> **WHAT THIS TASK INVOLVES**: Your copy of the data should match it exactly, leaving out only the pictures.

> **TASK DATA**:
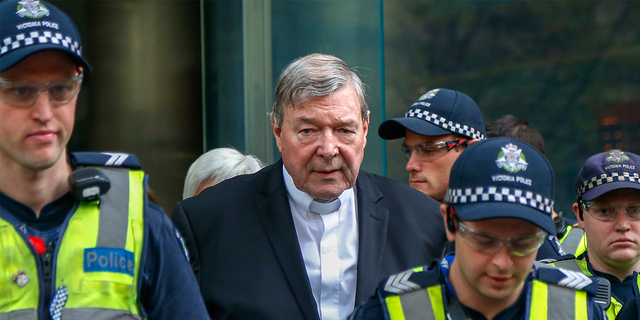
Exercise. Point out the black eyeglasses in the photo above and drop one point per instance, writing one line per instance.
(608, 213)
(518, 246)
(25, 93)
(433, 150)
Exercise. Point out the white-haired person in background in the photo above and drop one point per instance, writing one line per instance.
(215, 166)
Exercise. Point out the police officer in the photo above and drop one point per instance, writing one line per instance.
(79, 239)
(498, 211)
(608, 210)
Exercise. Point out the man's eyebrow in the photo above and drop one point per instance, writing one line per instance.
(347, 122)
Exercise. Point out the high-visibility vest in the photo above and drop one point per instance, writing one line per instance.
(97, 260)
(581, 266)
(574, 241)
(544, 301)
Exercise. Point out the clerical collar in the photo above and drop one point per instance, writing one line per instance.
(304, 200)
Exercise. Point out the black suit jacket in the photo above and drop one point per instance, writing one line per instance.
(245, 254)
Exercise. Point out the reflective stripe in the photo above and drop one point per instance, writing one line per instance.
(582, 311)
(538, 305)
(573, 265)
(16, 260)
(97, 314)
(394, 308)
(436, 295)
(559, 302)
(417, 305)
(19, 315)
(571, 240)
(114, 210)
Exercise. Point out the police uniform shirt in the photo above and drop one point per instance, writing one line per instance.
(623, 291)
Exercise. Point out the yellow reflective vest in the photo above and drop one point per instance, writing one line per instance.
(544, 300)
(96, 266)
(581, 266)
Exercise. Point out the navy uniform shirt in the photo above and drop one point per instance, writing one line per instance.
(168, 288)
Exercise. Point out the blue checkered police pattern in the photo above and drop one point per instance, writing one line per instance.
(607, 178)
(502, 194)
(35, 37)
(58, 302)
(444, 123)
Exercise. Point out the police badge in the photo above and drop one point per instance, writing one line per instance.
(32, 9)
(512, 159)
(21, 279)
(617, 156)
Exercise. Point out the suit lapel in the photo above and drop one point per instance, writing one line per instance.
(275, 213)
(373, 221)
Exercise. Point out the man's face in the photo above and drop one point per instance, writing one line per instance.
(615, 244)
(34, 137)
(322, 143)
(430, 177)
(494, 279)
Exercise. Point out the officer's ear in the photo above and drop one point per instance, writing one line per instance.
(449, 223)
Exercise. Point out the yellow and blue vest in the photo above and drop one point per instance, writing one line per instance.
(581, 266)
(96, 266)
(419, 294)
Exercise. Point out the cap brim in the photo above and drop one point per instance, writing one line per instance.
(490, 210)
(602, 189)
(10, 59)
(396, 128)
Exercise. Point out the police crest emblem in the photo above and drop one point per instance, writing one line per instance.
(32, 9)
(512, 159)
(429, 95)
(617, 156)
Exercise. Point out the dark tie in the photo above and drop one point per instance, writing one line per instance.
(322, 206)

> **SOLUTION FOR THIS EXERCISE**:
Exercise. Point out the black eyeglasses in the photo above and drop one point per instance, writing one line per instance.
(608, 213)
(518, 246)
(25, 93)
(433, 150)
Exercise. Point out the white-haired person in background in the photo above and drop one point per instance, writing one line per instance.
(215, 166)
Exercise. Point out the police officer in the photo above and drop one point per instance, writing one line per instance.
(79, 239)
(498, 211)
(608, 210)
Exercise. Point out the man's eyebrow in the photo above and drop one point per instance, writing one line per instance.
(347, 122)
Exercise. Point out the high-visibility vest in the photo above and drop one point per instance, writing one line per instance.
(97, 260)
(581, 266)
(574, 241)
(544, 301)
Exercise. Point out the clerical collar in the photo above and drop one point per instance, writing one line per instance.
(304, 200)
Exercise. Point out the black suit jacket in the photo above and drop one point per instance, writing one line per instance.
(245, 254)
Exercise. Point out the reflective stripe in the photo above and drop one point per instance, writing one line per instance.
(582, 311)
(538, 305)
(573, 265)
(16, 260)
(97, 314)
(394, 308)
(436, 295)
(559, 302)
(417, 305)
(19, 315)
(571, 240)
(114, 210)
Exercise. Point out the police uniform shirt in the photo above and drop one point per instance, writing one line per instance.
(623, 291)
Exercise. Point out the yellow reflective vest in the photo above and drop one point per instance, writing one line per instance.
(544, 300)
(96, 266)
(581, 266)
Exercise. Point out the navy uniform shirt in the photo above and drop one point per instance, writing one line per instance.
(168, 288)
Exercise. Point out the blue checkered police pattern in the photo above and drop one point per instance, writing one line per instance.
(607, 178)
(502, 194)
(35, 37)
(58, 302)
(444, 123)
Exercise. Point out the police badge in the photo above and drop one point per instance, writing one line per instance.
(32, 9)
(512, 159)
(21, 279)
(617, 156)
Exercise. Point out the suit lapel in the photo above and drop one point per instance, writing one line per instance.
(275, 213)
(373, 221)
Exercise. Point out the man's face in the photo above and drop one point per instance, writing one line per instance.
(615, 244)
(34, 137)
(322, 143)
(430, 177)
(494, 279)
Exercise. Point out the officer's ear in the photo above and drop one point per instance, writing one line per instance.
(449, 223)
Exercise. Point out the yellow and blue vest in the photo above and drop one point per instance, writing one line per instance.
(581, 266)
(96, 266)
(419, 294)
Exercise. Point out the cap brim in the photo above and drop one point per instance, writing one line per instance.
(490, 210)
(602, 189)
(10, 59)
(396, 128)
Exercise. Point out the police crest emblem in the photo above and drop one point per instance, writing one line per instance.
(32, 9)
(512, 159)
(429, 95)
(617, 156)
Exercise. Point out the dark tie in the photo above and drop one point per instance, writing one line per instance.
(322, 206)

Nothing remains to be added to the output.